• **Problem to work on**
Convert the lines below, from the line with "Wildlife camera-trap request: tag the trimmed" up to and including the line with "point(1164, 198)", into a Markdown table with a Row column for the row number and a Line column for the line, leaving out any blank lines.

....

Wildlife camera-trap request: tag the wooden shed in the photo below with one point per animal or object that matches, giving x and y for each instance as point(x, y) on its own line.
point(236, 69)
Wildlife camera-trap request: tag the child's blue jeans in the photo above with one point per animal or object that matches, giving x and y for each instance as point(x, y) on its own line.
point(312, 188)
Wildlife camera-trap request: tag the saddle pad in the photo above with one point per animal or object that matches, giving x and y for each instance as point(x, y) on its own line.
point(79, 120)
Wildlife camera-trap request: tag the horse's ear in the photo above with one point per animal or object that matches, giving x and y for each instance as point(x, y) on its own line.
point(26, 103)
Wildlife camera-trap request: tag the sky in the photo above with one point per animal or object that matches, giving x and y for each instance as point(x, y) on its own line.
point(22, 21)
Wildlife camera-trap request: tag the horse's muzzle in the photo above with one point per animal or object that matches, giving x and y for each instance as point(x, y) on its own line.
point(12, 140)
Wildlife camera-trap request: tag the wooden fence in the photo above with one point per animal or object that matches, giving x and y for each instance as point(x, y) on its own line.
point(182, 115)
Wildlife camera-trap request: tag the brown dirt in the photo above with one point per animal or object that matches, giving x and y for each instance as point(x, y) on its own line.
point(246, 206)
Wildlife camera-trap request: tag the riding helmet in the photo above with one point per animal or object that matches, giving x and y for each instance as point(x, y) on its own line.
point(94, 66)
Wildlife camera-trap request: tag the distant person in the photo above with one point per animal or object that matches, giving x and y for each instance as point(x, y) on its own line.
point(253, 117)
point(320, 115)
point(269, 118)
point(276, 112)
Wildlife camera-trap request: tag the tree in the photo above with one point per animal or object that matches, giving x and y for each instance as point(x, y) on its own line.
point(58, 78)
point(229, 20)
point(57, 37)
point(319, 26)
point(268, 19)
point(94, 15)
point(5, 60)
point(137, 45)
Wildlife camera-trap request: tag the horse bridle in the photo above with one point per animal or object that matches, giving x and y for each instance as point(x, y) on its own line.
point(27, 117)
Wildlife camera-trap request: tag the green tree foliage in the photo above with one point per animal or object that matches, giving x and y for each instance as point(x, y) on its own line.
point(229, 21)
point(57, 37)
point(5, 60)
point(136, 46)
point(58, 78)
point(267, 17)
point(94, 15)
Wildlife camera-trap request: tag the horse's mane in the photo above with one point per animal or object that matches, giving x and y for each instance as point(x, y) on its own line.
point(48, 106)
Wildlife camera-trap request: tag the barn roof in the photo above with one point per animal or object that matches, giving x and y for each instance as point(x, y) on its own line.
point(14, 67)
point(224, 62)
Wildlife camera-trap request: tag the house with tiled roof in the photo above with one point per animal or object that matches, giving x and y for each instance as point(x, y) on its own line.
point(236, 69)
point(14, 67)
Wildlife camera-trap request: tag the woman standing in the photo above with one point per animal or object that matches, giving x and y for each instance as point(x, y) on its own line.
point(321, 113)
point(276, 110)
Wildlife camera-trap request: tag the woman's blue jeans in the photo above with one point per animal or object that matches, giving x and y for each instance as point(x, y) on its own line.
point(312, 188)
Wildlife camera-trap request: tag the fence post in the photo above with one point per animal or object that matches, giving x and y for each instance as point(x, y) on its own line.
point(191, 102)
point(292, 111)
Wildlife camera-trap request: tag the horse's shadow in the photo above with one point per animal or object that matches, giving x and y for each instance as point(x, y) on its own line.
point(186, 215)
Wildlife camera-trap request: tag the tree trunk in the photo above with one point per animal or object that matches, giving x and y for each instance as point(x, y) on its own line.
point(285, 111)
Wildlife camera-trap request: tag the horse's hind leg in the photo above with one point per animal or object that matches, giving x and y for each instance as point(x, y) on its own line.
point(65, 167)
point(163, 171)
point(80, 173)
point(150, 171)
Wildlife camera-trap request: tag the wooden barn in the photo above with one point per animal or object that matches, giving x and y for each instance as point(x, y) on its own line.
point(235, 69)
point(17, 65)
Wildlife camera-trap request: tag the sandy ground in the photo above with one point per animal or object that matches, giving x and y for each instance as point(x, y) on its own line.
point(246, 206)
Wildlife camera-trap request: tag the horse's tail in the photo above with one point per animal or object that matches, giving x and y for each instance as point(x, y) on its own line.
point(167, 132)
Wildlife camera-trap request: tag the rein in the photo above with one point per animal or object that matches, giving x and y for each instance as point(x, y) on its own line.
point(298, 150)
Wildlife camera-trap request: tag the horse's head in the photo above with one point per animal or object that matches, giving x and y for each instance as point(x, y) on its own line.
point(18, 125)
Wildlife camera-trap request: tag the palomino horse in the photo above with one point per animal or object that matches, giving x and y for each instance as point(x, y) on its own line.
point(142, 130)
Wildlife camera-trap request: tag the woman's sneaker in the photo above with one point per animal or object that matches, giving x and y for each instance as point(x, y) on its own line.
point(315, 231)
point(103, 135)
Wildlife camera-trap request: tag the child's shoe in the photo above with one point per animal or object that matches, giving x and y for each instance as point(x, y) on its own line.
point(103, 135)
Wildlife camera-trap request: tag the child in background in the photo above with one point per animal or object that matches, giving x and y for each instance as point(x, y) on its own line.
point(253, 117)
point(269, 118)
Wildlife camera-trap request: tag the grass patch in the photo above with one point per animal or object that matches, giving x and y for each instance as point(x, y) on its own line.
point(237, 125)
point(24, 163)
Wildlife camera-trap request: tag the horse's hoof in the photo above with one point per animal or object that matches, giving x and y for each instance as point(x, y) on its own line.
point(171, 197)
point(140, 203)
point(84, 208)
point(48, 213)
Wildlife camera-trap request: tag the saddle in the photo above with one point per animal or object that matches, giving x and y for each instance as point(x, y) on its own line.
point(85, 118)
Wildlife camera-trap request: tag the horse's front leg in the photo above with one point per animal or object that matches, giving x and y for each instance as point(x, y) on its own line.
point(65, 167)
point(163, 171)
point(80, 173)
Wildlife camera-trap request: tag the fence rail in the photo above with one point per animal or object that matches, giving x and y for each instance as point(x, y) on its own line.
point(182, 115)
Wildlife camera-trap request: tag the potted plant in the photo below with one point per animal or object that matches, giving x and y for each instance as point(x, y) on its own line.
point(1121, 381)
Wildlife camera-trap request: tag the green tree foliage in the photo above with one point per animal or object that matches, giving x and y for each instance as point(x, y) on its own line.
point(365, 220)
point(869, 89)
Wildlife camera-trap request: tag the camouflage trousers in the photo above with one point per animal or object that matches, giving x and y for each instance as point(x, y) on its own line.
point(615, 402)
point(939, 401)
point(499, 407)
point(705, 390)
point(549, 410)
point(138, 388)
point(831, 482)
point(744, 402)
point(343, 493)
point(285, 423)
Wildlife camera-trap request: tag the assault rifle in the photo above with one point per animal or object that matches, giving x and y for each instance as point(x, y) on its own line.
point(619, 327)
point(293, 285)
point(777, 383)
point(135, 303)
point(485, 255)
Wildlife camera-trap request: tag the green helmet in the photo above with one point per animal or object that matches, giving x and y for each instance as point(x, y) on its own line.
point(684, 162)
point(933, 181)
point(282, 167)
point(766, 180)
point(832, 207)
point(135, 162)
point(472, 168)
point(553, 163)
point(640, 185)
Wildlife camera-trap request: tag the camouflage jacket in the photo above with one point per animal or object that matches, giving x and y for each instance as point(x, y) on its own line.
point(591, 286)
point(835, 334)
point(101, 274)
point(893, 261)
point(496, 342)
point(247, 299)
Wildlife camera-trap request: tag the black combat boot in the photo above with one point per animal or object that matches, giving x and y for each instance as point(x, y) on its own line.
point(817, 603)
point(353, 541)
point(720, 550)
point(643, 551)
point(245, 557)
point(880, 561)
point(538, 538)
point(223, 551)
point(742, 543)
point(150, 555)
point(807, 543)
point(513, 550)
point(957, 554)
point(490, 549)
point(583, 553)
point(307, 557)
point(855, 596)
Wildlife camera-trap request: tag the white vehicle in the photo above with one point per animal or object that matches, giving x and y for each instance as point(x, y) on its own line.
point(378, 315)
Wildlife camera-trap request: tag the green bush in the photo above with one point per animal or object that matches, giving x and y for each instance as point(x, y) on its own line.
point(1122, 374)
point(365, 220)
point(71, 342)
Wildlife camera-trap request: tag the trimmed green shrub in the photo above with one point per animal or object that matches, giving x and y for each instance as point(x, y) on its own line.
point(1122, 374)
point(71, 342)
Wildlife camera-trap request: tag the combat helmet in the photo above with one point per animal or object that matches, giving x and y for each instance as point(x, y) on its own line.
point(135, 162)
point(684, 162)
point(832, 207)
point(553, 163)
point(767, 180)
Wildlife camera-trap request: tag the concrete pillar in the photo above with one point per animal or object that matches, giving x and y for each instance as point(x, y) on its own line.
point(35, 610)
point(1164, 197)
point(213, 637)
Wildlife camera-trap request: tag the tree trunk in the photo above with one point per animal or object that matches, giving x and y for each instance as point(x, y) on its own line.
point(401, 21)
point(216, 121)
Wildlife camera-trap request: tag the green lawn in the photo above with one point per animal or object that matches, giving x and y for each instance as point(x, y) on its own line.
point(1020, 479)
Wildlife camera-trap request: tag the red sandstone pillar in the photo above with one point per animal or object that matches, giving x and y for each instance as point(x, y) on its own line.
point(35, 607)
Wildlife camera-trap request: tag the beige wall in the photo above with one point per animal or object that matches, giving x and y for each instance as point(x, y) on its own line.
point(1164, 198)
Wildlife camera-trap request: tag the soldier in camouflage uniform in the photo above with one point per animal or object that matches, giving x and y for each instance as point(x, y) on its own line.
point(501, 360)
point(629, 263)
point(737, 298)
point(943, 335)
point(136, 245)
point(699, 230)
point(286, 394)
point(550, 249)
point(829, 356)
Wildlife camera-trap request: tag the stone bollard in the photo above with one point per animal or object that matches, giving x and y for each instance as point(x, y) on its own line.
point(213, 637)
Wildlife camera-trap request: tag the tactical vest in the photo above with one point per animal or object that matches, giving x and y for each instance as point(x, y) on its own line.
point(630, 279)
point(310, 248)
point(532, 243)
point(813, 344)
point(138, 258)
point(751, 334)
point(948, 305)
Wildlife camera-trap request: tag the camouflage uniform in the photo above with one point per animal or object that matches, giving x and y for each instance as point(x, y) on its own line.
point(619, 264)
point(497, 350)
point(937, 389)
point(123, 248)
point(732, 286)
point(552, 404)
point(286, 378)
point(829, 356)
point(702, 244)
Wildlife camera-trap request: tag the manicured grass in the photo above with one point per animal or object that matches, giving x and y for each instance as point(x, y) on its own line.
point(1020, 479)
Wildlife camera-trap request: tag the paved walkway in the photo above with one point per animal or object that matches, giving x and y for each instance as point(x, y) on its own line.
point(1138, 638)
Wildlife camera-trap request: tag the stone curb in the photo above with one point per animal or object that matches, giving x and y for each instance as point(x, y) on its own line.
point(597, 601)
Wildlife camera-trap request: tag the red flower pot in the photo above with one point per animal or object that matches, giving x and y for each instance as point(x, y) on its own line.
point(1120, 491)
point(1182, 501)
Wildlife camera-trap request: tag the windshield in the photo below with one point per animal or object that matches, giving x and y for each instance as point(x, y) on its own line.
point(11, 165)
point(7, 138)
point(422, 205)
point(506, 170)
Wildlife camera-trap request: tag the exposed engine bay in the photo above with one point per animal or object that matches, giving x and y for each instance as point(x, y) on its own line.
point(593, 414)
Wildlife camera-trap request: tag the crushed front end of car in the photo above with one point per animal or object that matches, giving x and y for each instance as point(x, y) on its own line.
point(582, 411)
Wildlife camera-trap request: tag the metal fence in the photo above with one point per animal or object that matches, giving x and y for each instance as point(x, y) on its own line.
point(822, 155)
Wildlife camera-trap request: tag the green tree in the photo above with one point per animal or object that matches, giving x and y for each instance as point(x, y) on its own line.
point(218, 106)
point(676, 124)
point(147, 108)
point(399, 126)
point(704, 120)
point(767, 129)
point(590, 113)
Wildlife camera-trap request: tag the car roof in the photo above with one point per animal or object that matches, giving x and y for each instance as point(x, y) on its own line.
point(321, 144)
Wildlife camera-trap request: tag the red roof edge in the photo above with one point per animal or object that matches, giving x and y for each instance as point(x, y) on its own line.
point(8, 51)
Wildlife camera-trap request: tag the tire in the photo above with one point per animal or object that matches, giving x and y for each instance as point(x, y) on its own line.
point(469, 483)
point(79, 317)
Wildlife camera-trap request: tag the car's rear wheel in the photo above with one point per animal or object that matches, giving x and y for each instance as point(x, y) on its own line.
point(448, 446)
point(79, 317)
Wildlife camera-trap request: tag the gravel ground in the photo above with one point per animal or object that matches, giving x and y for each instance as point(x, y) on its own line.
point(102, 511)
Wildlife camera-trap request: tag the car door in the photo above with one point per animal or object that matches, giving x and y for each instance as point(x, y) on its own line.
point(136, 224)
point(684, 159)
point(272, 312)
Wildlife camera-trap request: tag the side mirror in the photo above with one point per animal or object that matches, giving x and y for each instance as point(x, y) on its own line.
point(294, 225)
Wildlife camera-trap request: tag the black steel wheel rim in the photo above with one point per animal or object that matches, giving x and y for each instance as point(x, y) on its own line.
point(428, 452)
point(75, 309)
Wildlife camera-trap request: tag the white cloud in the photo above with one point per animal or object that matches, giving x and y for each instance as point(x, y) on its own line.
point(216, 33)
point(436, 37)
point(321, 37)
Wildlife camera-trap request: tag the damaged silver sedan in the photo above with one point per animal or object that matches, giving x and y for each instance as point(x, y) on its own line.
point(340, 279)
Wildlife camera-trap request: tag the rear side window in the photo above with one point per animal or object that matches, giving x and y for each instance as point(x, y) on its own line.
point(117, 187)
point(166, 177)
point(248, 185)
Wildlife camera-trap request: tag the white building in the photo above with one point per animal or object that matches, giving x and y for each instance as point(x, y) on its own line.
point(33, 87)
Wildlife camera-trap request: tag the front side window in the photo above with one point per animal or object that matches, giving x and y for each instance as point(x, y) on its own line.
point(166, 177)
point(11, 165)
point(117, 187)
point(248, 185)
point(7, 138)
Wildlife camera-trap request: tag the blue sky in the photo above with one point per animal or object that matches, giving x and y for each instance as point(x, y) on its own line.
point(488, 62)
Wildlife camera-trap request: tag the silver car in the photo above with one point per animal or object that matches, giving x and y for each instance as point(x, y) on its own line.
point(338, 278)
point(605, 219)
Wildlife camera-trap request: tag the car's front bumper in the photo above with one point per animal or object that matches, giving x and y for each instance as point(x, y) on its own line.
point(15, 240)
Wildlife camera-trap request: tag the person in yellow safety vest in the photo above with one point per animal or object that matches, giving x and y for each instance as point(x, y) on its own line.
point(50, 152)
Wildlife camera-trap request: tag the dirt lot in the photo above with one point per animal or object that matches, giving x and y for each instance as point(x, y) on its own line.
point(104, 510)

....

• **Solution to the exercise**
| Row | Line |
|---|---|
| 1 | Wildlife camera-trap request: tag the trimmed green shrub in the photo above with one point per animal or object that matches, giving x and y for each instance as point(x, y) on its own line. |
| 2 | point(1122, 374) |
| 3 | point(71, 342) |
| 4 | Wildlife camera-trap request: tag the combat helmet in the photo above with one point per animal or object that matches, giving x and y for each instance as point(x, y) on its own line. |
| 5 | point(135, 162) |
| 6 | point(684, 162) |
| 7 | point(832, 207) |
| 8 | point(553, 163) |
| 9 | point(767, 180) |
| 10 | Wildlife camera-trap request: tag the concrete pillar in the photo above with one point per animal or object that matches, giving x and y for each instance as point(x, y) on its own line. |
| 11 | point(35, 610) |
| 12 | point(1164, 197) |
| 13 | point(213, 637) |
| 14 | Wildlife camera-trap request: tag the tree trunk in the photo above with one point per animal or object that matches, giving x and y for each instance as point(x, y) on its own line. |
| 15 | point(401, 21) |
| 16 | point(216, 121) |
| 17 | Wildlife camera-trap request: tag the green lawn in the photo above with one point per animal or object that matches, giving x and y for each instance as point(x, y) on its own line. |
| 18 | point(1020, 479) |
| 19 | Wildlife camera-trap request: tag the red sandstone pillar in the photo above with one point per animal or object that matches, giving x and y for each instance as point(x, y) on its own line. |
| 20 | point(35, 607) |
| 21 | Wildlife camera-trap request: tag the beige wall in the photo above with one point per animal or object that matches, giving x and y for each instance as point(x, y) on its own line. |
| 22 | point(1164, 198) |